Two studies examining the relationship between turnover of nursing staff and quality problems in nursing homes have found adverse outcomes.
The studies, both published in December, were based on data from the 2004 National Nursing Home Survey, which generated a sample of 1,174 nursing homes representing more than 16,000 nursing homes in the U.S.
The first study, Are Nursing Home Survey Deficiencies Higher in Facilities with Greater Staff Turnover, was published in the Journal of the American Medical Directors Association. In that study, Nancy B. Lerner, RN, DNP, CDONA, an assistant professor at the University of Maryland School of Nursing in Baltimore and colleagues, including University of Maryland professor Alison M. Trinkoff, RN, ScD, MPH, BSN, FAAN, found that turnover for both licensed nurses and certified nursing assistants was associated with quality problems as measured by deficiencies considered to be closely related to nursing care.
In the second study, Turnover Staffing, Skill Mix, and Resident Outcomes in a National Sample of U.S. Nursing Homes, published in the Journal of Nursing Administration, they found adverse resident outcomes, such as pressure ulcers and pain, are related to high turnover among certified nursing assistants. The study found that even after controlling for factors including skill mix, bed size and ownership nursing homes with high CNA turnover had significantly higher odds of pressure ulcers, pain and urinary tract infections.
Changes are needed to improve the retention of care providers and reduce staff vacancies in nursing homes to ensure high quality of care for older Americans, Lerner states. Further the study by Lerner and colleagues suggests the need for continued research using deficiencies as a measure of quality in addition to the quality indicators used by others.

◆ **What the task requires**: In the nursing home turnover text, why does Lerner say changes are needed to improve the retention of care providers and reduce staff vacancies in nursing homes? Answer in one to three sentences. The items that follow are taken from a different source than the text above.

◆ **Information**:
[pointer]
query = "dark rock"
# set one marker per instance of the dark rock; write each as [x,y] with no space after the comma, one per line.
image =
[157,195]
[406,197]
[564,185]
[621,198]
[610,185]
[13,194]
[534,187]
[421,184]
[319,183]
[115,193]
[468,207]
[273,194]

◆ **Written response**: Lerner says these changes are needed to ensure high quality of care for older Americans.